▶ _Task statement_
Rewrite everything from the start of the records down to the line containing "174L132 198L141 200L142", switching "gray trousers" to "black trousers" and leaving all else unchanged.

▶ _Data_
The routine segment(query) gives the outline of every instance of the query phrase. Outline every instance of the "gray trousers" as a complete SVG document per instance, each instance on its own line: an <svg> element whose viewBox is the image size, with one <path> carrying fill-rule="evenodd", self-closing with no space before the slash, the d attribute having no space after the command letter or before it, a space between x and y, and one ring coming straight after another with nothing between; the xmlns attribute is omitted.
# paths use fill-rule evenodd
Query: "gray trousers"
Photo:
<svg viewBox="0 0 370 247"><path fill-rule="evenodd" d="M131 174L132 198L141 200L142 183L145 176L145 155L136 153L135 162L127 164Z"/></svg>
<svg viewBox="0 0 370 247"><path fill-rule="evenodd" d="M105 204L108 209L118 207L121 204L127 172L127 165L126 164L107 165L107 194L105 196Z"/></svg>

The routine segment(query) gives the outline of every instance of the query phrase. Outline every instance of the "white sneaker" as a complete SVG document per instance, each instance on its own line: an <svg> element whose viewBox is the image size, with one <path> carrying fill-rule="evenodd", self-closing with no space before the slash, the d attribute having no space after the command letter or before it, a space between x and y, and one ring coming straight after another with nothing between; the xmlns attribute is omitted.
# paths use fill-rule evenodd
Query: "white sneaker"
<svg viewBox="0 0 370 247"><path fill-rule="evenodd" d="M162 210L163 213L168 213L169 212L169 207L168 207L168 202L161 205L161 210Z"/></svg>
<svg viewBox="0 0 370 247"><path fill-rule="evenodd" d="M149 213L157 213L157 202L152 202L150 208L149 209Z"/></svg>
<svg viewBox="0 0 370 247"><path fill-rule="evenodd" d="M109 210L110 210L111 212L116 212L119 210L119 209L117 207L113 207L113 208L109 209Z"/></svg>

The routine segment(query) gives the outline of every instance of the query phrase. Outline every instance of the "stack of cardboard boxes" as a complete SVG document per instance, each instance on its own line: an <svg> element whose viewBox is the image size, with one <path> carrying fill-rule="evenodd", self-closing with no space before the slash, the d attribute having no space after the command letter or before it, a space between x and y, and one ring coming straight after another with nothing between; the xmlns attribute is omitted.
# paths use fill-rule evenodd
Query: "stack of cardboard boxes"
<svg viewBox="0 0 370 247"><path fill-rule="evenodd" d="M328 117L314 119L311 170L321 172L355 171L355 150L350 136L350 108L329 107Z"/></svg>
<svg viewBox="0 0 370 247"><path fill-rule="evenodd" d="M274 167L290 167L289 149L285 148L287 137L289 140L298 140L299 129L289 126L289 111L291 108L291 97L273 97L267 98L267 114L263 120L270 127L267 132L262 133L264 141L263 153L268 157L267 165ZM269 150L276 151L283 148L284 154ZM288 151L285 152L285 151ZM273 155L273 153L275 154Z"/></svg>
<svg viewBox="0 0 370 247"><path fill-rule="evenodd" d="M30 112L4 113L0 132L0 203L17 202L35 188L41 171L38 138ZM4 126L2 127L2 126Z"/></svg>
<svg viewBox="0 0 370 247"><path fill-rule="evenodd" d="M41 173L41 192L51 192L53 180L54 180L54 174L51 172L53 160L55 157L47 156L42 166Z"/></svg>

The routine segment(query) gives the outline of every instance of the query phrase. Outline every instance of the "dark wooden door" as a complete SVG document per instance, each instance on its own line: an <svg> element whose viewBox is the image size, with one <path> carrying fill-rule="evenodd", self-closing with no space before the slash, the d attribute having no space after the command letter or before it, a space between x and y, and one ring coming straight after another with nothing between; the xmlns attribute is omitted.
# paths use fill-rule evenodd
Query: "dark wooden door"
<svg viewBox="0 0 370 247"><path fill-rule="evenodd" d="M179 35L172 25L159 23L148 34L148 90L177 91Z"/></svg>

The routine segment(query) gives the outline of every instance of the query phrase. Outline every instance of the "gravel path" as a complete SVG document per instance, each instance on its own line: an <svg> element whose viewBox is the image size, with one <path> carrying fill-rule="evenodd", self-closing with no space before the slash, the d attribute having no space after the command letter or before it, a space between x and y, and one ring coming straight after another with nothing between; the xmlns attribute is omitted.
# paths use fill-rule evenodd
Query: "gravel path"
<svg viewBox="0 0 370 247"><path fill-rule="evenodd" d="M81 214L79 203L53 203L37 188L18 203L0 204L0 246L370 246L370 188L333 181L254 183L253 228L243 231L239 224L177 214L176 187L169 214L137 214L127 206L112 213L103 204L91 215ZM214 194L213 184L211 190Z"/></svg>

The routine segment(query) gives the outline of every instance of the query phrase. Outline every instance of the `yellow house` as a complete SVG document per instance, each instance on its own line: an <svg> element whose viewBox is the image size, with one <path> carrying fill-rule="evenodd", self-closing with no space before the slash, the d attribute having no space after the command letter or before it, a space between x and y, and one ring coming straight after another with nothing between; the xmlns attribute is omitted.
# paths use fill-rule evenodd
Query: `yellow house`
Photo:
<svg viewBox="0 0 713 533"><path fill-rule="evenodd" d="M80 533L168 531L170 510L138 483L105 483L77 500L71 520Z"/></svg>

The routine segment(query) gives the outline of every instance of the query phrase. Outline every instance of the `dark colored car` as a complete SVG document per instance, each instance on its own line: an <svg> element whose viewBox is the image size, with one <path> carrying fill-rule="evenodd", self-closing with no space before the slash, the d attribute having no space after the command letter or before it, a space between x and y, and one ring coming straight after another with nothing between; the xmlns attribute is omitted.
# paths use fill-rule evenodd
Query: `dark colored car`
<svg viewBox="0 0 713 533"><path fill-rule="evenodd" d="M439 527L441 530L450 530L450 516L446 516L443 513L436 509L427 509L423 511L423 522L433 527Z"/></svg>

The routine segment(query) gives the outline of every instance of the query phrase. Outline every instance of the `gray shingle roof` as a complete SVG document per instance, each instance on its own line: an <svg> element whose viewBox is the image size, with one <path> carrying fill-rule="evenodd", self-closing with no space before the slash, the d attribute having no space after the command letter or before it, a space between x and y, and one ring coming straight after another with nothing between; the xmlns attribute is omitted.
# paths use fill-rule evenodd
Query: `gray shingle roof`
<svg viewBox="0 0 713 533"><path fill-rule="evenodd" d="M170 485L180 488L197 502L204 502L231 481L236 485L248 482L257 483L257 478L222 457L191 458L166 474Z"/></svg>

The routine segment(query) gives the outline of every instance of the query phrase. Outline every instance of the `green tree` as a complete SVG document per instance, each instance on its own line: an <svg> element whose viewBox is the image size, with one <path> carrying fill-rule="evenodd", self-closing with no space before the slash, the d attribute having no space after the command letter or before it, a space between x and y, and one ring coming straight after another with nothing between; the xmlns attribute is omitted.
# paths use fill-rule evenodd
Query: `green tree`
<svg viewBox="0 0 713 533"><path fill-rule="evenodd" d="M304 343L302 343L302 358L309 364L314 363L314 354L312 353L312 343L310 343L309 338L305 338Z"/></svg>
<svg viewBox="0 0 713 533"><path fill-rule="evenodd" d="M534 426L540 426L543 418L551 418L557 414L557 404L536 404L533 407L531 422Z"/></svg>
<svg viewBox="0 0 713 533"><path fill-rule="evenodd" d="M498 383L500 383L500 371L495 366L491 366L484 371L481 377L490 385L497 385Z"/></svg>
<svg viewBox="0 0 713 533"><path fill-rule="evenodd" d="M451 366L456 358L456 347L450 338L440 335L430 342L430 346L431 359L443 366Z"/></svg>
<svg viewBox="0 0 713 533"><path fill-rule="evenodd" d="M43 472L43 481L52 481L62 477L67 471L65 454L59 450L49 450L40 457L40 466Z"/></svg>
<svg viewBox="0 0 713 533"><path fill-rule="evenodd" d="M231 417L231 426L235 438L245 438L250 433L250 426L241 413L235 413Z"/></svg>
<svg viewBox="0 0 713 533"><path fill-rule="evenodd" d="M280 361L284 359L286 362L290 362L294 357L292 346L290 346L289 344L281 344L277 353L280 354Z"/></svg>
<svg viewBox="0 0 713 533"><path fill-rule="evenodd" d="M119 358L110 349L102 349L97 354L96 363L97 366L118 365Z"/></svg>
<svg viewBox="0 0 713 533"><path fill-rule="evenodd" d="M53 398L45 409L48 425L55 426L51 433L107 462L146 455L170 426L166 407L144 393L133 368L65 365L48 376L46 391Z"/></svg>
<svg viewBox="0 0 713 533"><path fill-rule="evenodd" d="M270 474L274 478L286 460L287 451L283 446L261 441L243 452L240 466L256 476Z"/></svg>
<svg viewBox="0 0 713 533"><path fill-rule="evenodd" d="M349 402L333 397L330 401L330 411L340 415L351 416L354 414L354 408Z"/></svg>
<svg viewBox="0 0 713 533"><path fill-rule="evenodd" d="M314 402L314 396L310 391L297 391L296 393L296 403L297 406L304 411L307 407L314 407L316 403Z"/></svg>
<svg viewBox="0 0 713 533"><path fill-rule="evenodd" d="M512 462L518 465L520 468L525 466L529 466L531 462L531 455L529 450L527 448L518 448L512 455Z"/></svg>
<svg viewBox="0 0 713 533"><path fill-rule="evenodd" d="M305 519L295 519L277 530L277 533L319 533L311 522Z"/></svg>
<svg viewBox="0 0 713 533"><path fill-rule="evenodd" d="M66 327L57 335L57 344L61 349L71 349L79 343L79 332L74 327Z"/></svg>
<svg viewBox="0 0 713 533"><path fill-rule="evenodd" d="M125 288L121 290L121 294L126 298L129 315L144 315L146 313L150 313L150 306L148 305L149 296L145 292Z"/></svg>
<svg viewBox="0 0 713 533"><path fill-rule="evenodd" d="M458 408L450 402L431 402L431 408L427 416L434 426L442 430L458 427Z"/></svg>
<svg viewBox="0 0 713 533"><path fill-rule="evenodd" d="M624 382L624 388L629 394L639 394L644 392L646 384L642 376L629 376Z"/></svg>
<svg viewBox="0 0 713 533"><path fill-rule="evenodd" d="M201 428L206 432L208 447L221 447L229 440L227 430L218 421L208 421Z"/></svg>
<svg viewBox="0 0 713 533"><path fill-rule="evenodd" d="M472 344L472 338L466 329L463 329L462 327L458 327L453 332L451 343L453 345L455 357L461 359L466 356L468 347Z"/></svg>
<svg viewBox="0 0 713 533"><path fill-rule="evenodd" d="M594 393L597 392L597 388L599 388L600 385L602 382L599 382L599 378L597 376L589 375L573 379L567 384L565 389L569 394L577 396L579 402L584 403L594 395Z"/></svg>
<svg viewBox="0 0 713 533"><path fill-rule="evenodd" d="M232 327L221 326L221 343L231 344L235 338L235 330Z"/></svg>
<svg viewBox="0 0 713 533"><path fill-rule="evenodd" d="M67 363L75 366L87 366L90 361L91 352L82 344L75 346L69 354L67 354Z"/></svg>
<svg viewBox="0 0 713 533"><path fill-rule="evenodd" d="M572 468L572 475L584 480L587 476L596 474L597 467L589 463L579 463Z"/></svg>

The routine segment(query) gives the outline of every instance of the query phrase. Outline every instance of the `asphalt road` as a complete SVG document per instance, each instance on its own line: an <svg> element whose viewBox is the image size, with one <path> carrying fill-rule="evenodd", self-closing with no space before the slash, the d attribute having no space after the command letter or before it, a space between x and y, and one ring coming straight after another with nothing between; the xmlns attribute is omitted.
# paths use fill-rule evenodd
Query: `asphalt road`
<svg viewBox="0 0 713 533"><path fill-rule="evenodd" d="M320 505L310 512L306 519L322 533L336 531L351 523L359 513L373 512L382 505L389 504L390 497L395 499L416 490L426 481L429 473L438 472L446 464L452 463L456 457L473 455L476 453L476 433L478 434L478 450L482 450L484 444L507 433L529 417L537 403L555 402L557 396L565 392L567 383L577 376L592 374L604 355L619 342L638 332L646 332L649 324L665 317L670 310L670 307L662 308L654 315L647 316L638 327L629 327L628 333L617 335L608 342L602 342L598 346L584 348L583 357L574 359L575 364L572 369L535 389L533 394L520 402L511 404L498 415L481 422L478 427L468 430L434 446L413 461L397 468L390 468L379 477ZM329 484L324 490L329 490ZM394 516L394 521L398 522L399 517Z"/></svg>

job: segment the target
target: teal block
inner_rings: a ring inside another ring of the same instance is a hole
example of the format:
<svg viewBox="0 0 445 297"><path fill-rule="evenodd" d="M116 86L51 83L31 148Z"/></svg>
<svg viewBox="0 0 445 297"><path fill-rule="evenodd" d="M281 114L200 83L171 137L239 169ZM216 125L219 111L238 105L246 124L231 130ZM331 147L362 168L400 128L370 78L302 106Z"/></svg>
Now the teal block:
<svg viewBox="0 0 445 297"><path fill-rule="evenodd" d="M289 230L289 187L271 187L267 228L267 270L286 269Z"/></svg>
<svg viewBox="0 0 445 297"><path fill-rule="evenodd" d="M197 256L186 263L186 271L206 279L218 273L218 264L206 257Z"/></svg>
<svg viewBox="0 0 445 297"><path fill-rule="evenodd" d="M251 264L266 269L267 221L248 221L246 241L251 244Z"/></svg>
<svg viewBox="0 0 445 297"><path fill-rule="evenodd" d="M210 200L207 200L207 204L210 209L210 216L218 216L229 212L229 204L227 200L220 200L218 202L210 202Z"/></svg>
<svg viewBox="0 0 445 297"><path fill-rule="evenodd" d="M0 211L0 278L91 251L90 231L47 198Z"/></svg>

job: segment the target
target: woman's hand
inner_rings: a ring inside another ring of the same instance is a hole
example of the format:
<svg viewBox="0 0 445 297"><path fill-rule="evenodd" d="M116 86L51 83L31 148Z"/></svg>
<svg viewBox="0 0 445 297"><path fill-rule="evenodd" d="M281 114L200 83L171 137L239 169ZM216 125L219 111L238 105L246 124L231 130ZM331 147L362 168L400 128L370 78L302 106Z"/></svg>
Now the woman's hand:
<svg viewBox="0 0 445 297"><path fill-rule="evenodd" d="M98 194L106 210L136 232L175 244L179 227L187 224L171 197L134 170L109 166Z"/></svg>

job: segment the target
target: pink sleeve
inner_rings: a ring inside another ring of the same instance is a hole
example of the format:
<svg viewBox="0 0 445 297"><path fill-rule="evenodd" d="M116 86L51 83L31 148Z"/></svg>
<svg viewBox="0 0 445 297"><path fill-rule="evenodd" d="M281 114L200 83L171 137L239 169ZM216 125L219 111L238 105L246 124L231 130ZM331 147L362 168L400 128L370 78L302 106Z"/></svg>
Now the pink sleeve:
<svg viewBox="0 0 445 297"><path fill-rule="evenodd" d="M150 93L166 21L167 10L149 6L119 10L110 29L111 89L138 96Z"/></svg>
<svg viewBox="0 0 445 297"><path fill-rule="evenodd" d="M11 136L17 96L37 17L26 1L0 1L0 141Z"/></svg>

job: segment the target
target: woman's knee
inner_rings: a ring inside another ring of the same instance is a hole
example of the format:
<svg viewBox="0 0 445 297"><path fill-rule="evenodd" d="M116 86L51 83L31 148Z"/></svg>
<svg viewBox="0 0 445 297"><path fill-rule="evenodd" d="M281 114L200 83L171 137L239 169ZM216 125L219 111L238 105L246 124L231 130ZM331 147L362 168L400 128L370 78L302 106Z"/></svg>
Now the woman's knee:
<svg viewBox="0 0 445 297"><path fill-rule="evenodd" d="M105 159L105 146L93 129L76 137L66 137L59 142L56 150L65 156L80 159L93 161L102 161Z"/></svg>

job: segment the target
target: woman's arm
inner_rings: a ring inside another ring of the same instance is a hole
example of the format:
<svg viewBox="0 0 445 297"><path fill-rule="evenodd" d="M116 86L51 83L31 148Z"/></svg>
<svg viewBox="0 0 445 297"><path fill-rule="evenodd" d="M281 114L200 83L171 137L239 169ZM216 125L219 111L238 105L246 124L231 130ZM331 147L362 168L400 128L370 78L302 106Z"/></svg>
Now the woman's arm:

▶ _Solved exercise_
The routine segment(query) gives the outline of every instance of the query phrase. Outline every instance of the "black trousers" as a complete SVG document per instance, each instance on its own line: an <svg> element whose viewBox is the image size, with one <path> carrying fill-rule="evenodd", self-closing with no space before the slash, the d attribute having no space after the command letter or before it, a space between x and y, and one ring coming straight after another with nothing between; the xmlns attribute is omitted.
# paths use fill-rule evenodd
Query: "black trousers"
Photo:
<svg viewBox="0 0 370 247"><path fill-rule="evenodd" d="M131 174L132 198L141 200L142 183L145 176L145 155L136 153L135 162L127 164Z"/></svg>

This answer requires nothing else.